WHAT YOU HAVE TO DO -> Render each line of the material below as a row of a Markdown table with the columns "Number" and "Line," skipping blank lines. Leave the pictures out of the table.

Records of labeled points
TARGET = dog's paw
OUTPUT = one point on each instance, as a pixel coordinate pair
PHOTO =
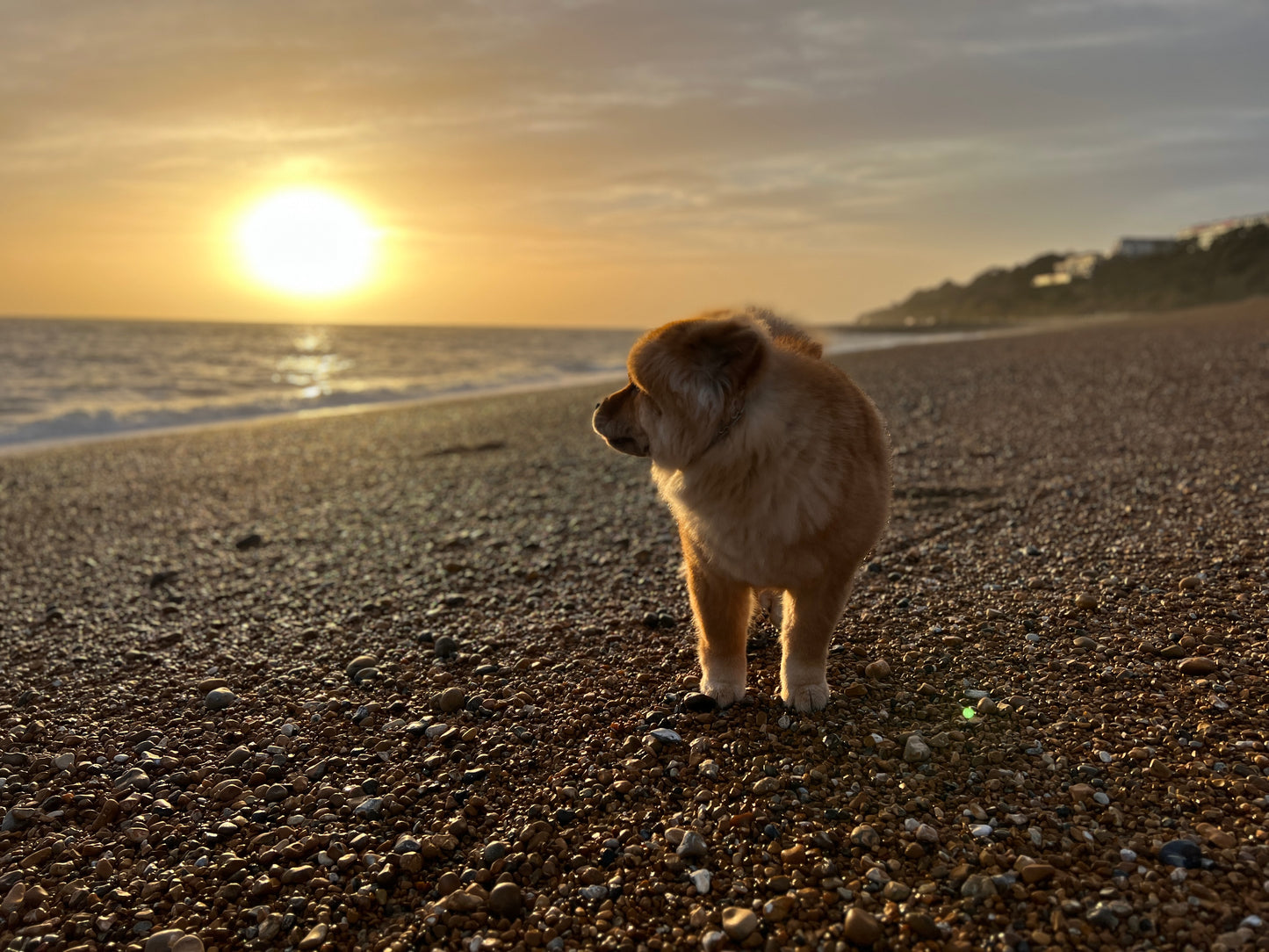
(806, 697)
(724, 692)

TASK OUTPUT ->
| Number | Line |
|---|---|
| 1 | TARGET = dog's paw |
| 2 | OUTPUT = one point on each instance, as a pixel coordinate pair |
| 3 | PHOTO = |
| 4 | (806, 697) |
| 5 | (724, 692) |